Depois de fundada em 1514 na costa sul de Cuba, Havana se deslocou em 1519 para a costa nordeste, junto ao Rio Almendares e, no mesmo ano, novamente, para junto da Baía de Havana. Também a vila portuguesa de São Sebastião do Rio de Janeiro, fundada em 1565 na entrada da atual Baía de Guanabara, se transladou dois anos depois para o Morro do Castelo. Logo em seguida, a cidade iniciou a conquista da área plana da Várzea de Nossa Senhora do Ó, estabelecendo uma malha em curva côncava, acompanhando a linha da costa. Em Havana, a malha ortogonal da cidade histórica apenas se reteve junto ao litoral, este de forma convexa.

* **MATERIAL FORNECIDO**:

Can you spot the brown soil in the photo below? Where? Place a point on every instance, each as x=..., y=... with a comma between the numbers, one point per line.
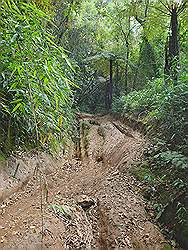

* **REQUISITOS DA TAREFA**:
- 1) Diga se cada afirmação abaixo está de acordo com o trecho sobre Havana e o Rio de Janeiro. Responda sim ou não e cite as palavras exatas do trecho que decidem a questão.
(a) Havana foi fundada em 1514 na costa sul de Cuba.
(b) A vila de São Sebastião do Rio de Janeiro se transladou para o Morro do Castelo cinco anos depois de fundada.
(c) A malha do Rio de Janeiro na Várzea de Nossa Senhora do Ó seguia a linha da costa em curva convexa.
- 2) Segundo o trecho sobre Havana e o Rio de Janeiro, junto a qual rio Havana ficou ao se deslocar para a costa nordeste?
- 3) Prossiga o trecho sobre Havana e o Rio de Janeiro a partir da última frase.
Os dados não têm ligação com o trecho sobre Havana e o Rio de Janeiro.

* **RESPOSTAS DO EXERCÍCIO**:
- 1)
(a) Sim: "Depois de fundada em 1514 na costa sul de Cuba"
(b) Não: "se transladou dois anos depois para o Morro do Castelo"
(c) Não: "estabelecendo uma malha em curva côncava, acompanhando a linha da costa"

- 2) Junto ao Rio Almendares.

- 3)
Em Havana, entre os anos de 1663 e 1740, a necessidade de proteção levou à construção de uma muralha, derrubada a partir de 1863. Já no Rio de Janeiro, depois das invasões francesas de 1710 e 1711, foi planejada a construção de tal proteção que, no entanto, jamais foi concluída. Entre 1834 e 1838, o Governador cubano Miguel Tacón realizou uma série de melhorias urbanas, entre as quais a construção de ruas largas em Havana. Neste período, o Rio de Janeiro foi objeto de projetos do “urbanismo imperial” de Grandjean de Montigny, que propôs, por exemplo, grandes eixos ligando o Paço Imperial ao Paço de São Cristóvão.

 

No século XIX, após a ida de D. João VI para São Cristóvão, ocorreu a ocupação do centro do Rio por uma população mais pobre e por imigrantes, com a construção de cortiços e a transformação de vários casarões em casas de cômodos. Processo semelhante ocorreu no centro de Havana, com a localização ali de bordéis e fábricas de charutos.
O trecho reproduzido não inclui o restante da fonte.